**What this task involves:**
Switch "Dauntless" to "Helldiver" in the passage about flying warbirds below, and write out the part from "The planes Josephine" up to and including "any CFI laugh.".

**Excerpt to read:**
The planes Josephine will fly include the B-25 Mitchell from when she’s sent to Sacramento, California, the AT-6 Texan from time at Texas Waco AAF (later renamed the James Connally Air Force Base, where my grandparents met, and the A-24 Dauntless at Camp Davis (I’ve already flown an aerobatic, partly to learn how to do a couple moves that will happen in the Dauntless in the book). But the B-25–I desperately wanted to fly in one of those, and still have a goal of flying one one day, which I’m sure would make any CFI laugh.
A couple days after I damned near killed my CFI by pulling the mixture control in the air (that’s how you kill the engine, folks!), I went to the Oregon Air Show in Hillsboro, Oregon, as a volunteer with the Rose City chapter of Women in Aviation, and there, I connected with the Central Oregon High Desert chapter (a website isn’t currently maintained, and I’ll talk to them about this–it’s all volunteer, and time can be scarce) of the 99’s. (The High Desert chapter is not only closer to me than the default chapter for my area, it’s also extremely active, which is perfect for someone like me!) This chapter of the 99’s is associated with the Erickson CollectionErickson Collection, which owns the largest collection of airworthy warbirds in the world, including the aforementioned B-25.
WiA doesn’t require having a pilot license of any sort, while the 99’s do, and the FAA is so slow to do anything that it’s faster to watch paint dry. I was still allowed to start doing things with the 99’s while waiting for my student cert, which I now have, and as someone who is pretty hyper when I’m enthused about things, you bet I do all the things I can, for both organizations.
Last week, I got a message from the chapter president asking if there was any way I could possible go on a trip to Canada for a STEM exhibit for the B-25 that leaves this week. Uh…YES. Because I have the best spouse in the entire history of the world, he jumped right on it as well, making sure my schedule can be clear so I can go. When you’ve got a child whose needs obviously come first, and a spouse working full time, it can be easy for other things to get in the way. But he always does what he can to make sure I can do these things that matter so much to me, even if it means being gone for ten days at a stretch with little advance notice. STEM/STEAM mean a lot to me, inspiring kids to reach for their dreams means a lot to me…and this exhibit will include information about WASPs, and since they’re the ones who kept a dream alive inside me all my life, even when I was a kid back when I was told to my face that STEM were for boys, and only the A was for girls…
So in another six days, I’ll be aboard the B-25 head to Canada living part of a dream, encouraging kids in STEM, spreading awareness of the WASPs, and learning about what it’s like to fly one of these warbirds that will be in our books. It’s the closest to real experience as possible for what those women did. That all these things that mean so much will be combining in a way I never would have bothered to dream as a possibility…flying, writing, history, STEM, kids…I can’t even figure out the words. It brings literal tears to my eyes.
And it the tour will end with this beast…one of the ten remaining airworthy B-17’s in the entire world. This baby’s also known as the Flying Fortress….
Fingers crossed that nothing falls through.

**Listed entries:**

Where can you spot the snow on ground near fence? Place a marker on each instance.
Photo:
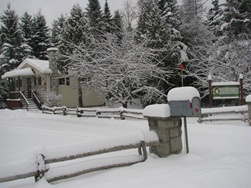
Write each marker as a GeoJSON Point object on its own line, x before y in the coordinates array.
{"type": "Point", "coordinates": [220, 154]}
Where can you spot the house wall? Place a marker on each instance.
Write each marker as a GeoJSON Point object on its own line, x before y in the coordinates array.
{"type": "Point", "coordinates": [70, 95]}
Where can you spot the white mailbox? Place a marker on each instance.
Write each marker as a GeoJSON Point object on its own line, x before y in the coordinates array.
{"type": "Point", "coordinates": [184, 102]}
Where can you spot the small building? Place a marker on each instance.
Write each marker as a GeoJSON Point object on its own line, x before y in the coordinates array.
{"type": "Point", "coordinates": [33, 79]}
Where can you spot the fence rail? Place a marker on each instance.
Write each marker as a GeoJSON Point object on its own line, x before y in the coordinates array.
{"type": "Point", "coordinates": [224, 114]}
{"type": "Point", "coordinates": [118, 113]}
{"type": "Point", "coordinates": [40, 167]}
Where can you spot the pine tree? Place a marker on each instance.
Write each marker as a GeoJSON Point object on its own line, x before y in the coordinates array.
{"type": "Point", "coordinates": [11, 38]}
{"type": "Point", "coordinates": [117, 25]}
{"type": "Point", "coordinates": [76, 31]}
{"type": "Point", "coordinates": [40, 38]}
{"type": "Point", "coordinates": [95, 16]}
{"type": "Point", "coordinates": [215, 18]}
{"type": "Point", "coordinates": [107, 18]}
{"type": "Point", "coordinates": [57, 27]}
{"type": "Point", "coordinates": [237, 18]}
{"type": "Point", "coordinates": [154, 26]}
{"type": "Point", "coordinates": [27, 33]}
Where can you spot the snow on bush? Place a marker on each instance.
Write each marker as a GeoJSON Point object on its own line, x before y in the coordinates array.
{"type": "Point", "coordinates": [182, 93]}
{"type": "Point", "coordinates": [157, 110]}
{"type": "Point", "coordinates": [52, 99]}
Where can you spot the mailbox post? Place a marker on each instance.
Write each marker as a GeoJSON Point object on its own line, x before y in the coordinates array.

**Finished task:**
The planes Josephine will fly include the B-25 Mitchell from when she’s sent to Sacramento, California, the AT-6 Texan from time at Texas Waco AAF (later renamed the James Connally Air Force Base, where my grandparents met, and the A-24 Helldiver at Camp Davis (I’ve already flown an aerobatic, partly to learn how to do a couple moves that will happen in the Helldiver in the book). But the B-25–I desperately wanted to fly in one of those, and still have a goal of flying one one day, which I’m sure would make any CFI laugh.